● **INPUT RECORDS**:
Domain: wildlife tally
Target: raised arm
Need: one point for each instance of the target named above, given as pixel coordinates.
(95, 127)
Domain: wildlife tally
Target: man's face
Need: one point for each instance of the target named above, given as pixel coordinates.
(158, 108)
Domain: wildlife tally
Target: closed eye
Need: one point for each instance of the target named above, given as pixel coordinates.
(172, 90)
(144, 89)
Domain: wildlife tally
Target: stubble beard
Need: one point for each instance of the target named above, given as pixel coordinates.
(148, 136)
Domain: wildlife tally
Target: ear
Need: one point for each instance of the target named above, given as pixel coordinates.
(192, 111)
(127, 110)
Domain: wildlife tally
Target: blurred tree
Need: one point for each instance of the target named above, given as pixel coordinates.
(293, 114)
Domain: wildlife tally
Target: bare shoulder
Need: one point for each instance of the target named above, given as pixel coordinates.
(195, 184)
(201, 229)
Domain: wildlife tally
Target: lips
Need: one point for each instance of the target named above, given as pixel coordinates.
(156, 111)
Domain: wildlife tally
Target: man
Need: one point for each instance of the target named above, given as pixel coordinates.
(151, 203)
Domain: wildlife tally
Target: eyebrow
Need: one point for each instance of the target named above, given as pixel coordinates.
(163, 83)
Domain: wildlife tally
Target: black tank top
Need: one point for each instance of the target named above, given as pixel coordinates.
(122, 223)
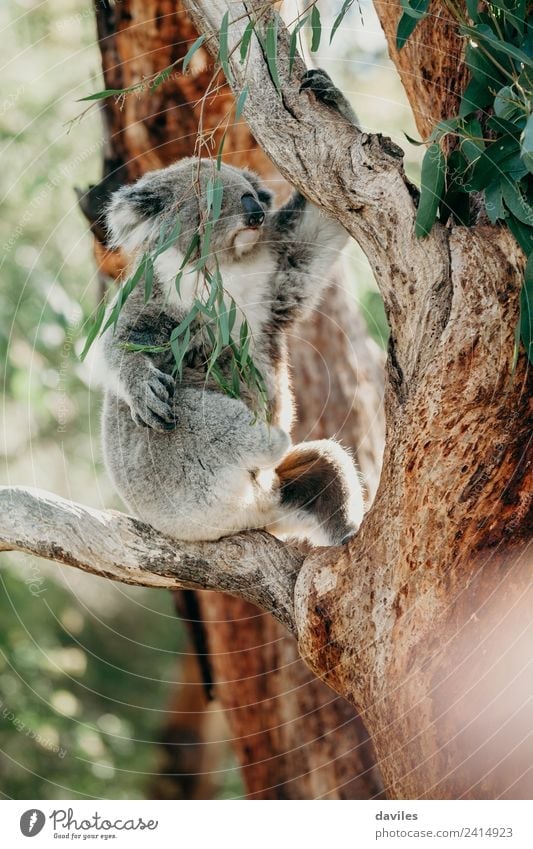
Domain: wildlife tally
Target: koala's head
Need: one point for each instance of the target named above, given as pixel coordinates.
(138, 213)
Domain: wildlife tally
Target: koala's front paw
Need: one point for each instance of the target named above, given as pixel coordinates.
(151, 401)
(325, 90)
(322, 86)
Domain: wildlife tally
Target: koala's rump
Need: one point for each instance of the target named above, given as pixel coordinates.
(193, 482)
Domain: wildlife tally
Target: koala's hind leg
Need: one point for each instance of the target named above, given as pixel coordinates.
(320, 493)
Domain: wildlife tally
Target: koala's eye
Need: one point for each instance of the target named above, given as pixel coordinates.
(265, 197)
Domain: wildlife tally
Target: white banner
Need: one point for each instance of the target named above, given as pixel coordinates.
(268, 825)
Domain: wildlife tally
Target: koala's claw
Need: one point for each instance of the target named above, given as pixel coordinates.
(326, 92)
(320, 83)
(153, 403)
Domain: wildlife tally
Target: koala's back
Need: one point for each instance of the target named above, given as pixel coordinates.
(194, 481)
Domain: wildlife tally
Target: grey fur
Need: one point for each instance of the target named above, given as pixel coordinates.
(186, 458)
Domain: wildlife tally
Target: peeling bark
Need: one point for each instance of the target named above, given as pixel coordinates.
(424, 620)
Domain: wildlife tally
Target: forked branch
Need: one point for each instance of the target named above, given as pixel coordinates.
(355, 176)
(253, 566)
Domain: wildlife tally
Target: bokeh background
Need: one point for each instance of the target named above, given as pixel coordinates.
(89, 668)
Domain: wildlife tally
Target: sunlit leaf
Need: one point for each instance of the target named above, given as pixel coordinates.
(340, 17)
(191, 51)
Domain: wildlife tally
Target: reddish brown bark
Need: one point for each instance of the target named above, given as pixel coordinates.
(293, 736)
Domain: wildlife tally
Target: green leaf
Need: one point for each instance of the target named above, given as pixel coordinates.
(417, 9)
(93, 330)
(494, 202)
(240, 103)
(433, 172)
(472, 6)
(412, 13)
(340, 17)
(294, 41)
(450, 125)
(232, 315)
(220, 151)
(516, 202)
(413, 141)
(271, 49)
(456, 200)
(316, 26)
(214, 195)
(108, 92)
(179, 348)
(124, 292)
(500, 157)
(148, 279)
(184, 324)
(526, 145)
(205, 244)
(483, 32)
(162, 77)
(507, 105)
(223, 50)
(167, 237)
(482, 67)
(522, 233)
(526, 310)
(191, 51)
(476, 96)
(472, 144)
(245, 41)
(223, 320)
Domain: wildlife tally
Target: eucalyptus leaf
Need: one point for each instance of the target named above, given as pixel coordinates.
(294, 41)
(223, 50)
(316, 27)
(432, 188)
(340, 17)
(494, 202)
(271, 50)
(526, 310)
(526, 145)
(93, 329)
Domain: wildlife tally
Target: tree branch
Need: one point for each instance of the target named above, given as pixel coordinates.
(356, 177)
(253, 566)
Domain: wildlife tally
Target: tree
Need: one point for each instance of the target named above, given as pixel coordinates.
(422, 621)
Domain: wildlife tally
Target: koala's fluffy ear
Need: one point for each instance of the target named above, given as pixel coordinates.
(133, 211)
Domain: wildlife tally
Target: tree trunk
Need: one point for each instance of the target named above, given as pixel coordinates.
(292, 735)
(424, 619)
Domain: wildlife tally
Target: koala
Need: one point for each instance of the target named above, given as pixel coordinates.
(186, 457)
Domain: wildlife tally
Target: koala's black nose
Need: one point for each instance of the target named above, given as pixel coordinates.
(253, 211)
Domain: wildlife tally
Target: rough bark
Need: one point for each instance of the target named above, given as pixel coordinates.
(415, 620)
(424, 619)
(430, 63)
(124, 549)
(339, 389)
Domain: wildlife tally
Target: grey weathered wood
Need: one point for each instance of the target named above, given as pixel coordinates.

● **WHAT YOU ARE ASKED TO DO**: Reproduce exactly every line that sits between the start of the entries and the line bearing "Target: closed eye", counting both of those lines.

● **RESULT**:
Domain: wildlife tally
Target: raised arm
Need: one point for each instance of the target named above, given as pixel coordinates.
(95, 127)
Domain: wildlife tally
Target: man's face
Need: one point for each instance of the target named above, given as pixel coordinates.
(158, 108)
Domain: wildlife tally
Target: closed eye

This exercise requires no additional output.